• [TASK TO CARRY OUT] Reproduce the lines word for word, starting at the line that contains "shaped like [101,24]." and ending with the final line below.

• [DATA TO USE]
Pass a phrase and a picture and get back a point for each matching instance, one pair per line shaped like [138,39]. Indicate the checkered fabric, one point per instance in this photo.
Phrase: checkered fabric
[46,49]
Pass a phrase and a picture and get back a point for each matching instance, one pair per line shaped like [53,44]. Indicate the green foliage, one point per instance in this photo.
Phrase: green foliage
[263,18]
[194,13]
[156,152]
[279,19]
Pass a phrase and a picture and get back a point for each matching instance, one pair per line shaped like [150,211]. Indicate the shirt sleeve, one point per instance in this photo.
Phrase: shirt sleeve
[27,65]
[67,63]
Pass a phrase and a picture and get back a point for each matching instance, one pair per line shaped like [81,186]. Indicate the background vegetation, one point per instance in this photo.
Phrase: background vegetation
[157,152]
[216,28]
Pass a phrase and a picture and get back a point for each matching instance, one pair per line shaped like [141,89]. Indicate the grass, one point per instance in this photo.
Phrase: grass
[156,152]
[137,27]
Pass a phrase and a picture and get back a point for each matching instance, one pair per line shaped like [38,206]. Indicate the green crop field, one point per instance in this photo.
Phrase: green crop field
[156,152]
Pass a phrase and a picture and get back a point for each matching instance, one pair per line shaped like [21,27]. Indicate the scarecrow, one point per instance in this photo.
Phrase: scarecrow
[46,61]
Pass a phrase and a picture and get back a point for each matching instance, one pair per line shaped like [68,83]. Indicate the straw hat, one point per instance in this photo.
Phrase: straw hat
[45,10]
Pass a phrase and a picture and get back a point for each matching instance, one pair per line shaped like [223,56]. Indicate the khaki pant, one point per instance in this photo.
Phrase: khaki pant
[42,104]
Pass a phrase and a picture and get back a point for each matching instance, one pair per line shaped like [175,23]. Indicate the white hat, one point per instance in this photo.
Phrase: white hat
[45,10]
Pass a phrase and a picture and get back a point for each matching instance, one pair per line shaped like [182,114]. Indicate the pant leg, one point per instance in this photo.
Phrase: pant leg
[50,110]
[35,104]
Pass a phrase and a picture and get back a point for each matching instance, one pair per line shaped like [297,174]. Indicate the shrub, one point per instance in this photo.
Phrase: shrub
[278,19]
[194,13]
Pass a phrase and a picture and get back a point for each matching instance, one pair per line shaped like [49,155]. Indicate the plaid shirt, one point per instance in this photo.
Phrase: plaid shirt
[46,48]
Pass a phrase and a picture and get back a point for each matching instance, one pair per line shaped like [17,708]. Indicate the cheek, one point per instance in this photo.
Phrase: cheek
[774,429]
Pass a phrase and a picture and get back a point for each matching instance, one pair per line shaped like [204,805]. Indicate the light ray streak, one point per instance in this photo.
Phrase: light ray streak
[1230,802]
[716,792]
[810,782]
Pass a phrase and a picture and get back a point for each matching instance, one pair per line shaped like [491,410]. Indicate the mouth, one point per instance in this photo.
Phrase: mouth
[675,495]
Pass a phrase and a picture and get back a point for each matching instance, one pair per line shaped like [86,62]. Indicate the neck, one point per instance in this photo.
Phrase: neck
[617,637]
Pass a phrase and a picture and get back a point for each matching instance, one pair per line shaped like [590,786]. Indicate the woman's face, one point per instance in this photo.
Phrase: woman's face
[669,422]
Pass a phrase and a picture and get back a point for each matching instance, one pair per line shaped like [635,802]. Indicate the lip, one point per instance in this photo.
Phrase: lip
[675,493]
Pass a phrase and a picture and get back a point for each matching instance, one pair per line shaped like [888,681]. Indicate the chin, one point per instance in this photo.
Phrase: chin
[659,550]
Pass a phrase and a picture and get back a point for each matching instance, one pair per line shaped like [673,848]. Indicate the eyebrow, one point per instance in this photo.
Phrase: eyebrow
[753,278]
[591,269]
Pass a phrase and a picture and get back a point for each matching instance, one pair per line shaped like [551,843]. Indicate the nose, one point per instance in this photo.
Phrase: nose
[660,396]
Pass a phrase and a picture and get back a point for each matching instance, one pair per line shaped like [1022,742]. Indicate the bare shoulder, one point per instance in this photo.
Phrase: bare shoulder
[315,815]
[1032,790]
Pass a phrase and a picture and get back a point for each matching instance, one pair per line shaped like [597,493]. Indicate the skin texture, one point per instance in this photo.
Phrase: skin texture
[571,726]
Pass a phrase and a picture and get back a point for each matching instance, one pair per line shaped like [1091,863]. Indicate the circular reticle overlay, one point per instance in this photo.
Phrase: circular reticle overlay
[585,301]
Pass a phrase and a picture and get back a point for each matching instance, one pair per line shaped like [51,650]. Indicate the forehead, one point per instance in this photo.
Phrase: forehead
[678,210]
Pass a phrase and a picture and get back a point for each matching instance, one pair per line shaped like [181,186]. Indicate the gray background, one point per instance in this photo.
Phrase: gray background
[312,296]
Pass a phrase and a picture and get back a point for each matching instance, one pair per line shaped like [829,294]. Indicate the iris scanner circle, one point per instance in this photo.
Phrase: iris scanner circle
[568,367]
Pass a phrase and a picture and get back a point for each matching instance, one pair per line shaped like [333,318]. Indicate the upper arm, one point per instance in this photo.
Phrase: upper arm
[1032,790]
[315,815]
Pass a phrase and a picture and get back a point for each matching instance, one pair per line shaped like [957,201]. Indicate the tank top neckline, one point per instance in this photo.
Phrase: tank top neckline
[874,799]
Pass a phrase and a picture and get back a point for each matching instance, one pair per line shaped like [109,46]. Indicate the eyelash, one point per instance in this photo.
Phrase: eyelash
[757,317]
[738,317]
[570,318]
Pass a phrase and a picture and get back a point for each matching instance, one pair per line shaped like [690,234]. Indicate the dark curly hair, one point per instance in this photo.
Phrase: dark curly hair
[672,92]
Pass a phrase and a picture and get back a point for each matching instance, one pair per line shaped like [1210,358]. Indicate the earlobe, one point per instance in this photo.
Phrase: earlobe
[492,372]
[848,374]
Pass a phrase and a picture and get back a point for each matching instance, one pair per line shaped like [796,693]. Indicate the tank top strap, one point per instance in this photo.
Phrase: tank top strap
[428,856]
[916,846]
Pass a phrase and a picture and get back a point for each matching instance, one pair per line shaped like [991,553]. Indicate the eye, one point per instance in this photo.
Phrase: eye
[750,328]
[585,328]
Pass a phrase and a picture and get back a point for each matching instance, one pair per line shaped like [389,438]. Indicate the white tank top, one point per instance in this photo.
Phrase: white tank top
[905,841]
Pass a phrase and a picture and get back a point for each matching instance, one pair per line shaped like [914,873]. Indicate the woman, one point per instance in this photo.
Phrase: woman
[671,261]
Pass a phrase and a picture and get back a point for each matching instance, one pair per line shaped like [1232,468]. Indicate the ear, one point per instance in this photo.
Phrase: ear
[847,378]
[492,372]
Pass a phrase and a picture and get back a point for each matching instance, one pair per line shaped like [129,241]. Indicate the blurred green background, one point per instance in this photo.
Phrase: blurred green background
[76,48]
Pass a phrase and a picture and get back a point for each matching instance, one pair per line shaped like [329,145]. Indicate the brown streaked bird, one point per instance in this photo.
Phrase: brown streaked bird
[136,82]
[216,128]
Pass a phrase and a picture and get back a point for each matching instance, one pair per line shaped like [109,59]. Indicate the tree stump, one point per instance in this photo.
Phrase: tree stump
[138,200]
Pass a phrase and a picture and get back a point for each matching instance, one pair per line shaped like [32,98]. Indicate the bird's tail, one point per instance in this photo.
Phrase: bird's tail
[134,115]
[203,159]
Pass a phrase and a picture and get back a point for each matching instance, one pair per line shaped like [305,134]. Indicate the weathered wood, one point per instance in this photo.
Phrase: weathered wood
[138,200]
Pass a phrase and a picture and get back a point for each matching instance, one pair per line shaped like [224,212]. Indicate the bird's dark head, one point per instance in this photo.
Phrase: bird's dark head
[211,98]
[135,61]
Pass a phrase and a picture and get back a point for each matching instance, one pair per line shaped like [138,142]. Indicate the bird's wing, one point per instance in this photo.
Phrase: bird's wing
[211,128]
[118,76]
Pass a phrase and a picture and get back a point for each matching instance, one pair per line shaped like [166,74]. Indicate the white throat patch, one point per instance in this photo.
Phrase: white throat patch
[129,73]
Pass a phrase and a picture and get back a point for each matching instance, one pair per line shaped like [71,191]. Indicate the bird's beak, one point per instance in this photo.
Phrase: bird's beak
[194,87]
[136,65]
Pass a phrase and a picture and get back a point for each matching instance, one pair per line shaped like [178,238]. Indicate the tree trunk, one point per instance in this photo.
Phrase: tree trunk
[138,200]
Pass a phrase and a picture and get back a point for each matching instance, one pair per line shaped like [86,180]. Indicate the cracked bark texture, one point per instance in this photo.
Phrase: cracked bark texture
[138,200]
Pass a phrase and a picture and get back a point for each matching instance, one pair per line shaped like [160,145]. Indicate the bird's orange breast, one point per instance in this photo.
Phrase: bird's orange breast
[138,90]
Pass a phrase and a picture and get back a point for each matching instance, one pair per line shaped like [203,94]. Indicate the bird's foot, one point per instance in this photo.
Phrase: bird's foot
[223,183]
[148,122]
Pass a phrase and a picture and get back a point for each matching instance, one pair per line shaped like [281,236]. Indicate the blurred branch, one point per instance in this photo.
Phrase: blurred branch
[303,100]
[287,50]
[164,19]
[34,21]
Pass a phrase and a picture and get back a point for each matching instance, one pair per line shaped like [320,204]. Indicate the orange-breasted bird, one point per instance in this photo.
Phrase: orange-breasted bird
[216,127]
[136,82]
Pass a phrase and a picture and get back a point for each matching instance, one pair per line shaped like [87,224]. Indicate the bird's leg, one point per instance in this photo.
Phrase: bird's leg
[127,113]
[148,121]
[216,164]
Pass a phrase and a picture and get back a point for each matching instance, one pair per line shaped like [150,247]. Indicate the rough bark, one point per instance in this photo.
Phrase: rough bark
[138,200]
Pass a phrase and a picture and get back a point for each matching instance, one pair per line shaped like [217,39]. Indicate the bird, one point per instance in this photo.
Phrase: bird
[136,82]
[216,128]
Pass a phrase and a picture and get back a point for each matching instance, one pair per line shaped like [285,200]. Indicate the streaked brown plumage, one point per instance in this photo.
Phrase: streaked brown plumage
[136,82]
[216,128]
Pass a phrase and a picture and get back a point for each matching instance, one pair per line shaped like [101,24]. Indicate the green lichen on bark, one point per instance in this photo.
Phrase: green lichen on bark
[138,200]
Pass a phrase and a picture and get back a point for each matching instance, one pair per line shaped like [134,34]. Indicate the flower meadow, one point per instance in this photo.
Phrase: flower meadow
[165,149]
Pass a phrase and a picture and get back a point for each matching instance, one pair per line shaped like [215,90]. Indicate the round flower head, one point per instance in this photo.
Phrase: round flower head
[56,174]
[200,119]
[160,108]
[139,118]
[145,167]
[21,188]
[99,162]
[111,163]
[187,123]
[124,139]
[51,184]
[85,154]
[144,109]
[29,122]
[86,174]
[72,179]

• [PROBLEM SOLUTION]
Pass a phrase and a picture and get back a point for each matching instance, one pair per line shaped like [101,24]. Indicate the green lichen on bark, one point per instance in this photo.
Phrase: green lichen on bark
[138,200]
Pass a phrase and a picture and get back a point for each matching instance, one pair per line shaped like [134,34]. Indicate the flower meadow, one point per instance in this photo.
Phrase: flower meadow
[165,149]
Pass a phrase and a picture and get back a point for each matching instance, one pair per line shaped like [215,90]. Indicate the round flower head, one point per instance in this photo.
Phrase: round flower head
[56,174]
[200,119]
[160,108]
[139,118]
[145,167]
[21,188]
[99,162]
[111,163]
[187,123]
[124,139]
[51,184]
[85,154]
[144,109]
[29,122]
[86,174]
[72,179]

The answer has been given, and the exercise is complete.